**Source records:**
------

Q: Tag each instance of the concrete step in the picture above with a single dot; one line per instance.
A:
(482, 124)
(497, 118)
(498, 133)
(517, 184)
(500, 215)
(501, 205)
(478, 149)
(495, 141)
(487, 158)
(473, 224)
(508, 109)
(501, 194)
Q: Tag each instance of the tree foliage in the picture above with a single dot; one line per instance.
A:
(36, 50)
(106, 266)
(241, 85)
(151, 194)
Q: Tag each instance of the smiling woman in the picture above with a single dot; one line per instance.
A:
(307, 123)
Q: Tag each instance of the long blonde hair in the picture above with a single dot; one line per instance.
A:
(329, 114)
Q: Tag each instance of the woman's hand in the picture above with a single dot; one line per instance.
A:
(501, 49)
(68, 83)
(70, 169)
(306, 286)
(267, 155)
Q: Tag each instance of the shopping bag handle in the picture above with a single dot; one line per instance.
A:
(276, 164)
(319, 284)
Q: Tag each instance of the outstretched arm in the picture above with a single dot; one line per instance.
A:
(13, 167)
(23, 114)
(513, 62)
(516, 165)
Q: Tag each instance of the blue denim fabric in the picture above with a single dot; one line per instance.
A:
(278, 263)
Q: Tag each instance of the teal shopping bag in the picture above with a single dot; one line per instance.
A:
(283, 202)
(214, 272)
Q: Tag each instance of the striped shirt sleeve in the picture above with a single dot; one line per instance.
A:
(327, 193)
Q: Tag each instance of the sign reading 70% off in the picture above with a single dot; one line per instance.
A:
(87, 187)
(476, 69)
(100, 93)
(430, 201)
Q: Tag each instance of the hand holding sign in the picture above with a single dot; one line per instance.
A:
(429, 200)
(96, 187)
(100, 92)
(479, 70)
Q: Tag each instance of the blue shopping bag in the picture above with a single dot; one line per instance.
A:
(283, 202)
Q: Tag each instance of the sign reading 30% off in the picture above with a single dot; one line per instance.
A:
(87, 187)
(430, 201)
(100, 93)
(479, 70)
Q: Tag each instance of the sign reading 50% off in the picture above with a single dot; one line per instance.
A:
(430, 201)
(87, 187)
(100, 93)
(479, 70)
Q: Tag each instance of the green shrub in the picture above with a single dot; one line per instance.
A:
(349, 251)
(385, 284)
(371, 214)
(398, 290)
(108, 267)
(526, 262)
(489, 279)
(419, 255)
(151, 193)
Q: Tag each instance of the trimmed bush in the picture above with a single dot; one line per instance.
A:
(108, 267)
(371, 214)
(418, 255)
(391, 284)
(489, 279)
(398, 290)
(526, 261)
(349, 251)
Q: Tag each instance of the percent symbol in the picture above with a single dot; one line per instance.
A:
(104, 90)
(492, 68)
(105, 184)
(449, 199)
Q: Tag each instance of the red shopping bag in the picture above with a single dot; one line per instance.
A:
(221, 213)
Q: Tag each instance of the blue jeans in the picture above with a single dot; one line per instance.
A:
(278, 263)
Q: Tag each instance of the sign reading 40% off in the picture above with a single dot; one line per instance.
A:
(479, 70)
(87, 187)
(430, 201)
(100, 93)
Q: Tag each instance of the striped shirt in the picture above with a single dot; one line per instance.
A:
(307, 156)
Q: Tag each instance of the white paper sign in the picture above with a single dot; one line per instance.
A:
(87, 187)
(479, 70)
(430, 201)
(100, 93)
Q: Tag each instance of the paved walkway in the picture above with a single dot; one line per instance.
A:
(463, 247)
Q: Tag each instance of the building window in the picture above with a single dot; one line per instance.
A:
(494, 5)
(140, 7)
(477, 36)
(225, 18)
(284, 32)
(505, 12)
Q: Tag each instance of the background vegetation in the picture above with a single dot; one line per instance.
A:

------

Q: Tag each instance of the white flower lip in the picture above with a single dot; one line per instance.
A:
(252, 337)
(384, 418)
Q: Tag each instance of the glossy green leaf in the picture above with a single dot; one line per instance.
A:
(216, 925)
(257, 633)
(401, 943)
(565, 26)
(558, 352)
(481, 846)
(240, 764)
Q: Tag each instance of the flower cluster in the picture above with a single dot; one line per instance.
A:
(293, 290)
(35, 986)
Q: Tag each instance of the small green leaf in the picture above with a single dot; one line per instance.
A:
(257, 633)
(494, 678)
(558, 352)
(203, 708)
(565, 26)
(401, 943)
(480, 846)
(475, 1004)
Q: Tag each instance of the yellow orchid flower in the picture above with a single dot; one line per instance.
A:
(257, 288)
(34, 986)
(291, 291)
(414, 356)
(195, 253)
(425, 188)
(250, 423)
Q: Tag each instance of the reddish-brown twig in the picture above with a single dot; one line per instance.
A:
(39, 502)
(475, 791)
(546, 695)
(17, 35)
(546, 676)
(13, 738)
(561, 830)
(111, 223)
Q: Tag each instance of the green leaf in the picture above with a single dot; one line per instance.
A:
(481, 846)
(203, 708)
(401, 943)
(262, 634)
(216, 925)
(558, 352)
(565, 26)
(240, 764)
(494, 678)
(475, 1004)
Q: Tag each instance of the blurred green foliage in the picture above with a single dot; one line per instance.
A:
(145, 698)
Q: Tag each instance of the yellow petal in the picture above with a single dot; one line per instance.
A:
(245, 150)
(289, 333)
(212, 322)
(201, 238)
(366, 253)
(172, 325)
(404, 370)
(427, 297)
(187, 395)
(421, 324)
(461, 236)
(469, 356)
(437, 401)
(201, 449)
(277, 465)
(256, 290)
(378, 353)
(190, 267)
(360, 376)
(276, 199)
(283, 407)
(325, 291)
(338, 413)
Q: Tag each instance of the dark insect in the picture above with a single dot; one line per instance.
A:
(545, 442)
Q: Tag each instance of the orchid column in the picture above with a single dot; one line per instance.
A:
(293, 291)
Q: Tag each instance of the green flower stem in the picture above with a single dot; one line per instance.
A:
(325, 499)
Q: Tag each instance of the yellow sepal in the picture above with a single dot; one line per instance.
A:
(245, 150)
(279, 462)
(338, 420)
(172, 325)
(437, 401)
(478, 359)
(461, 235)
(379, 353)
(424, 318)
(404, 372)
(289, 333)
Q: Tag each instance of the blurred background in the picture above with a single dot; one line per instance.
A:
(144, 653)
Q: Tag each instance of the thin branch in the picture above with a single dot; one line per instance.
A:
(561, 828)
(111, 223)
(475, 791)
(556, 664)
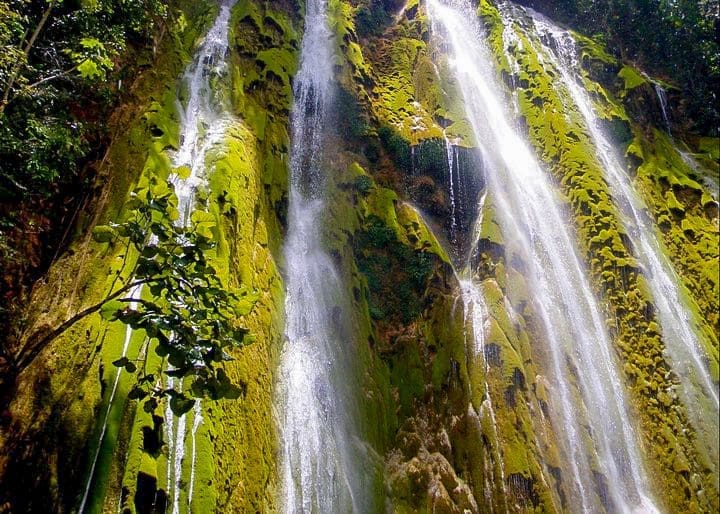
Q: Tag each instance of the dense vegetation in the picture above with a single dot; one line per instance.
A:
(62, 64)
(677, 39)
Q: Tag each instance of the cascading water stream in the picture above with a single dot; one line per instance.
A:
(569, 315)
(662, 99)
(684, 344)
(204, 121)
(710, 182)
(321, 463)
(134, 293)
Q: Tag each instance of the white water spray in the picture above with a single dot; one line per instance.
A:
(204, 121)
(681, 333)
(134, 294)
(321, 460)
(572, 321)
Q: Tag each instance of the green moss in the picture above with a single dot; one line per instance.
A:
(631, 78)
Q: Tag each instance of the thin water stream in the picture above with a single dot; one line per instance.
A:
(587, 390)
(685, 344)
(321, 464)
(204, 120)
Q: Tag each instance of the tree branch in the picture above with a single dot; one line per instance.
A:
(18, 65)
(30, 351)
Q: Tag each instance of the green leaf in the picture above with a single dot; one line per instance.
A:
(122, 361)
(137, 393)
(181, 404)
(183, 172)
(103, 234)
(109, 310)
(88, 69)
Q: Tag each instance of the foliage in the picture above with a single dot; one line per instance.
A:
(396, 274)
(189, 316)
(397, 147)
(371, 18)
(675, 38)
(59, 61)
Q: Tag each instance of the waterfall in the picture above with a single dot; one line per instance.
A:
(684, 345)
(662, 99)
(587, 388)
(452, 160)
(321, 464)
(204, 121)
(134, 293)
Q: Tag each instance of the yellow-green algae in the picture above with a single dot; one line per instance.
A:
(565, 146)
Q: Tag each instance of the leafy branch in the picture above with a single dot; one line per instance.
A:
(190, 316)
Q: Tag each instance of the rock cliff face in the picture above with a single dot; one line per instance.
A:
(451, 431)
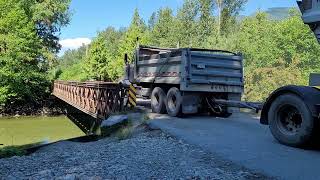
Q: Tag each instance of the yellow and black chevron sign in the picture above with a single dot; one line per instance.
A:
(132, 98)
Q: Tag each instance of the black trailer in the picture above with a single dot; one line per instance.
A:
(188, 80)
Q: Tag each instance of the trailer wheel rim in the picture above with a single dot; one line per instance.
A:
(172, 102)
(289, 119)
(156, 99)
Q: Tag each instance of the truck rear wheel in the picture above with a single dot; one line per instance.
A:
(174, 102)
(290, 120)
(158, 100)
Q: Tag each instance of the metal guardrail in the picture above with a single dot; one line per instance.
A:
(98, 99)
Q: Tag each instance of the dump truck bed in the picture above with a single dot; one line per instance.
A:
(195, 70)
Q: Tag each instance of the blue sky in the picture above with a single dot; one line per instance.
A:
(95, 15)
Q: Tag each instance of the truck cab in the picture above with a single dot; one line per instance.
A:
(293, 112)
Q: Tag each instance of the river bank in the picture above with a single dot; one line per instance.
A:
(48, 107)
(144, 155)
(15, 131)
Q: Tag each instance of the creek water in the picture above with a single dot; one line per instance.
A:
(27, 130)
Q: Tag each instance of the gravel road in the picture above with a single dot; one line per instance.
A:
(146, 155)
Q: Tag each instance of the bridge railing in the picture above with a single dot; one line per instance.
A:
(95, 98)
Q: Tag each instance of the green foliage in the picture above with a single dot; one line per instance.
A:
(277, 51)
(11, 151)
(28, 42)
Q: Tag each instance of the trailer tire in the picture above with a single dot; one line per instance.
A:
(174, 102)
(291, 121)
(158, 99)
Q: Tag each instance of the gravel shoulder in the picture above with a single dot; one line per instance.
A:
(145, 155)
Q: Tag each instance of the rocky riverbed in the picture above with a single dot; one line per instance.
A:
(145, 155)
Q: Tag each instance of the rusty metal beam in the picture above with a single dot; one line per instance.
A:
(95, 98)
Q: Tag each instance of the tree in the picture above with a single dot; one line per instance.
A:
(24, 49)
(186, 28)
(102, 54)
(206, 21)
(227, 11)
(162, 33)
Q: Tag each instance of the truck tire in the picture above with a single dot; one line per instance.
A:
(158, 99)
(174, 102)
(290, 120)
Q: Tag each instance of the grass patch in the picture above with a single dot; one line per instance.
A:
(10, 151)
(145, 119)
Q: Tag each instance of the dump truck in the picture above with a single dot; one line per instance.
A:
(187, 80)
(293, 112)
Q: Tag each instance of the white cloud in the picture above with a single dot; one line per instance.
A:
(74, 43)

------

Copy out each line of the data containing the string "wheel".

**Solution:**
Q: Tag each instance of the trailer wheel rim in the picture above with a single dot; one line per instance.
Q: Tag each instance of the truck rear wheel in the picture above with a single dot; one line per instance.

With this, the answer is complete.